• ОТРЫВОК:
#####

Тут я прерываю свою старую запись, чтобы сделать некоторое дополнение. Мать впоследствии вспоминала, что между нею и Зощенко состоялся такой краткий диалог.

— Миша, почему вы ничего не едите?

— Видите ли, Ниночка, какая странная история: мне все время кажется, что я отравлюсь.

Вообще же атмосфера вечера была самая непринужденная. Я помню и такую деталь. Михаил Михайлович в Москве остановился у своего старого друга литератора В. А. Лифшица, который жил неподалеку от Ленинградского шоссе. На Ордынку Зощенко поехал на такси. В те годы машины еще свободно ездили через Красную площадь, и шофер, который его вез, ухитрился врезаться в фонарный столб неподалеку от Кремля. Эта история всех позабавила, в ней нашли и некий политический оттенок. Зощенко едет в гости к Ахматовой и сбивает столб на Красной площади. Не провокация ли это?

Возвращаюсь к своей записи:

«Когда Михаил Михайлович стал прощаться, я вызвался проводить его до метро. Он сначала отказывался, но когда мать поддержала просьбу, согласился.

Мы вышли в мокрую и холодную весеннюю ночь. Он спросил меня, правда ли, что я так им интересуюсь. Я ответил, что он мой любимый писатель и, если время позволит, я буду писать о его творчестве. Он спросил меня, знаю ли я его повести, на что я ответил, что знаю и люблю.

#####

• ВОПРОСЫ И ЗАДАНИЯ:
[1] Ответьте по отрывку:
(а) У кого Зощенко остановился в Москве?
(б) На чем Зощенко поехал на Ордынку?
(в) До какого места рассказчик вызвался проводить Зощенко?
[2] Переведите на английский язык предложение из отрывка: «В те годы машины еще свободно ездили через Красную площадь, и шофер, который его вез, ухитрился врезаться в фонарный столб неподалеку от Кремля».
Данные здесь никакой роли не играют.

• ДАННЫЕ:

#####

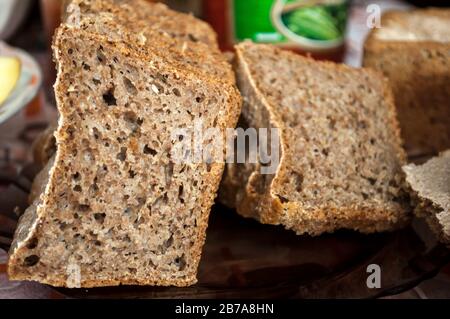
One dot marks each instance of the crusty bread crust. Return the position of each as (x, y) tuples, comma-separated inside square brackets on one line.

#####

• ОТВЕТЫ К ЗАДАНИЯМ:
[1]
(а) У своего старого друга литератора В. А. Лифшица.
(б) На такси.
(в) До метро.

[2] In those years cars could still drive freely across Red Square, and the driver who was taking him managed to crash into a lamppost not far from the Kremlin.